DATA START

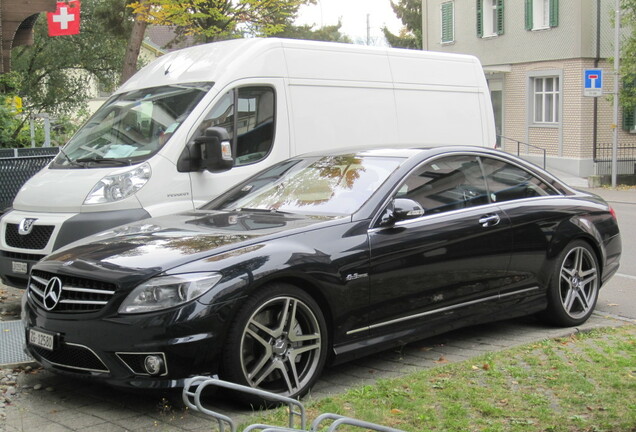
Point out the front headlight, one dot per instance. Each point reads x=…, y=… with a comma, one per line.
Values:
x=119, y=186
x=168, y=291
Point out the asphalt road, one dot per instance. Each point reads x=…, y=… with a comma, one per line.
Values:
x=618, y=297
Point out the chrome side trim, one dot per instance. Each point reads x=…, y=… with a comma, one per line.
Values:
x=440, y=310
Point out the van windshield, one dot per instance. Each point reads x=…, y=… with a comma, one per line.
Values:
x=130, y=127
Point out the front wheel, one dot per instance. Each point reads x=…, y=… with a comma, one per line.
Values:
x=574, y=285
x=277, y=342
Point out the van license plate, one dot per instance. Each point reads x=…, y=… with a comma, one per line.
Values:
x=19, y=267
x=41, y=339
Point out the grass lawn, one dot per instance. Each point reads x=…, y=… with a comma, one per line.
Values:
x=583, y=383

DATA END

◆ TASK DESCRIPTION
Repeat nothing before the line containing "Point out the front wheel, one"; repeat that line and every later line of the listing exactly.

◆ ANSWER TO THE EXERCISE
Point out the front wheel, one dot per instance. Each point reads x=…, y=… with a comma, one per line.
Values:
x=574, y=285
x=277, y=342
Point out the van license plate, one dot per instance. Each point reads x=…, y=… with a comma, one per line.
Values:
x=19, y=267
x=41, y=339
Point out the grass lawn, one dot per instance. Each point reads x=…, y=… with a comma, one per line.
Values:
x=583, y=383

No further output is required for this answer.